[start Supplied entries]
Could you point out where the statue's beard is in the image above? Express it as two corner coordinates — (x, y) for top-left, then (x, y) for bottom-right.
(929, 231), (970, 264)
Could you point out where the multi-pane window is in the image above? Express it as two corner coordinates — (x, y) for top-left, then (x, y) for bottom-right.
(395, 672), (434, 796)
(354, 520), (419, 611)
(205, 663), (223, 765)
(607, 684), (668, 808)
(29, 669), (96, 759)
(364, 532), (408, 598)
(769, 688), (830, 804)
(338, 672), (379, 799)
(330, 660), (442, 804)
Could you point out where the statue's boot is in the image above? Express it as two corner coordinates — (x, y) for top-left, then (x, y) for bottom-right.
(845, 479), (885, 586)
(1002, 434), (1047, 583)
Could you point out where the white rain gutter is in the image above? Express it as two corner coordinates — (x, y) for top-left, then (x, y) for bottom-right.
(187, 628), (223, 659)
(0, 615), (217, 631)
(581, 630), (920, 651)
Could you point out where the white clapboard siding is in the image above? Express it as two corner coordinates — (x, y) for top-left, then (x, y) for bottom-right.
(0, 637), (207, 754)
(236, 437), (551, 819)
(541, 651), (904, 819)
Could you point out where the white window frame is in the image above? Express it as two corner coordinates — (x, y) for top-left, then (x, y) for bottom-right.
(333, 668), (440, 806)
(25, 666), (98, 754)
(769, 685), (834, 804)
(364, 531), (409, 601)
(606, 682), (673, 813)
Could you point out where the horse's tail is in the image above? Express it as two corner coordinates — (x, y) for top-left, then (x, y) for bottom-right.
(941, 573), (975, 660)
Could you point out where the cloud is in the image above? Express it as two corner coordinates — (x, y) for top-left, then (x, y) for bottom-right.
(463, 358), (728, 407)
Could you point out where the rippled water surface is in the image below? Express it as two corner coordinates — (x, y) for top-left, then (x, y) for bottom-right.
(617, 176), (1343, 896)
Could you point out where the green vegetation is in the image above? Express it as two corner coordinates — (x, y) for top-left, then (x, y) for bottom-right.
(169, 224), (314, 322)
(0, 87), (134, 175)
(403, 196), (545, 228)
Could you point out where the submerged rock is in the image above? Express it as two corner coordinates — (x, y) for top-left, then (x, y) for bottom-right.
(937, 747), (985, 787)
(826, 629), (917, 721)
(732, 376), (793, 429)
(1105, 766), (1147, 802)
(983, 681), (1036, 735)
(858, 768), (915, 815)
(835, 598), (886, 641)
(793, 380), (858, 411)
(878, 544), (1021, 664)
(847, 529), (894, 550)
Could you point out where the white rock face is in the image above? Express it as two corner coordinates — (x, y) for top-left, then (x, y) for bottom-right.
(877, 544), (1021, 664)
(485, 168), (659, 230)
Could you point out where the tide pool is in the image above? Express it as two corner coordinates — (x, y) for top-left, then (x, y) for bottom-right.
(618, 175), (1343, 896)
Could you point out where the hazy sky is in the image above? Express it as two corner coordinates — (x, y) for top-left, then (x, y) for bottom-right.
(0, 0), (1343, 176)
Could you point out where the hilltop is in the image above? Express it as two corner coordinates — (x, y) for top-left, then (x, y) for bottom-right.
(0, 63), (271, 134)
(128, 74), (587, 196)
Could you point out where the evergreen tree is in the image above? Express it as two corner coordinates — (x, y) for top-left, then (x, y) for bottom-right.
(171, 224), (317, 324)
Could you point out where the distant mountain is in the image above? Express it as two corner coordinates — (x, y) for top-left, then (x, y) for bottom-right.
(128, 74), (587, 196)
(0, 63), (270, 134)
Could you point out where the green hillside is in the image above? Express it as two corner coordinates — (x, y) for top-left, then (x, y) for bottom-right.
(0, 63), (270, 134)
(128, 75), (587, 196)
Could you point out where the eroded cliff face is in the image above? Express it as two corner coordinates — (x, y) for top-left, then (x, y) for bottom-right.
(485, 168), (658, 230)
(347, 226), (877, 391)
[end Supplied entries]
Problem to solve: Can you set down all of the items above word for word, keeping their original order?

Right answer:
Could you point out where the statue's beard is in the image above? Express it as two corner coordinates — (x, y) for top-left, then (x, y) for bottom-right.
(929, 231), (970, 264)
Could you point out where the multi-pane window is in the image above? Express it as two corner coordinates — (x, y) for top-left, then (x, y) for bottom-right.
(395, 672), (434, 796)
(354, 520), (419, 611)
(205, 663), (223, 765)
(607, 684), (668, 808)
(29, 669), (96, 759)
(364, 532), (408, 598)
(769, 688), (830, 804)
(338, 672), (379, 799)
(330, 660), (442, 804)
Could you point out where the statue's boot is in the image above? Express it as two corner coordinates — (x, y) for top-left, then (x, y) for bottom-right.
(845, 479), (885, 586)
(1002, 434), (1047, 583)
Could you point out where the white rain gutter is in the image above? Express it as two corner coordinates — (x, y) for top-left, then (x, y) for bottom-right.
(187, 628), (223, 659)
(0, 615), (217, 631)
(581, 630), (920, 651)
Could you point out where the white clapboard siding is in the image above? Express it as two corner coordinates — (x, y) for top-left, then (x, y) for bottom-right.
(0, 637), (207, 754)
(236, 437), (551, 819)
(541, 651), (904, 819)
Could you point out where the white window frame is in the image above? Express it as two corner coordinates — (x, y) for top-left, then (x, y) for bottom-right.
(333, 668), (440, 806)
(25, 666), (98, 754)
(769, 685), (834, 804)
(364, 531), (409, 601)
(606, 682), (673, 813)
Could you point out where the horse's tail is in the image above? Express it as two corner coordinates — (x, y) for top-left, then (x, y) for bottom-right.
(941, 573), (975, 660)
Could you point out where the cloud is in the image above? Express it as two corner coordinates — (x, y) for top-left, then (x, y) for bottom-right.
(463, 358), (728, 407)
Could you point out where the rippled water surface is in the image below? Express it as two corner coordinates — (x, y) for top-left, then (x, y) for bottom-right.
(617, 176), (1343, 896)
Could you point out where the green vegetation is in the image above? Express it as two corner coordinates — (x, y) for top-left, then (x, y) for bottom-right.
(169, 224), (314, 322)
(0, 87), (134, 175)
(403, 196), (545, 228)
Could you point out where the submerged rock is in the image above? Express it as two corner coordinates — (x, y) for top-left, then (x, y) for bottom-right.
(937, 747), (985, 787)
(826, 629), (917, 721)
(732, 376), (793, 429)
(1105, 766), (1147, 802)
(983, 681), (1036, 735)
(858, 768), (915, 815)
(835, 598), (886, 641)
(793, 380), (858, 411)
(878, 544), (1021, 664)
(847, 529), (894, 550)
Could you point out where the white rock face is in the image above? Express it as two corner coordinates — (x, y) for top-left, then (x, y) for bottom-right.
(877, 544), (1021, 664)
(485, 168), (659, 230)
Could you point out where the tide pool is in the image above? Express it as two corner coordinates — (x, y) for top-left, then (x, y) for bottom-right.
(618, 175), (1343, 896)
Could you point out where the hazy sky is in the image above? Express it as two corner coordinates — (x, y) for top-left, then (x, y) for bottom-right.
(0, 0), (1343, 176)
Could you point out where the hilltop is in the image above? Express it as two corner coordinates — (x, y) for top-left, then (x, y) for bottom-right.
(0, 63), (271, 134)
(128, 74), (587, 196)
Could you point out where the evergreen tree is in the image above? Express it as two corner coordinates — (x, y) for top-left, then (x, y) for bottom-right.
(171, 224), (317, 324)
Could you point out where the distant mountain is in the image above? Express it as two corner coordinates — (x, y) for top-left, then (x, y) for bottom-right.
(128, 74), (587, 196)
(0, 63), (270, 134)
Could you point out where the green hillside is in the image above? Express it as two corner coordinates — (x, y) for top-left, then (x, y) for bottom-right.
(0, 63), (270, 134)
(128, 75), (587, 196)
Could you point out where the eroded cliff face is in the image above? Express it as two corner coordinates — (x, y) for top-left, then (x, y) for bottom-right.
(485, 168), (658, 230)
(347, 226), (877, 391)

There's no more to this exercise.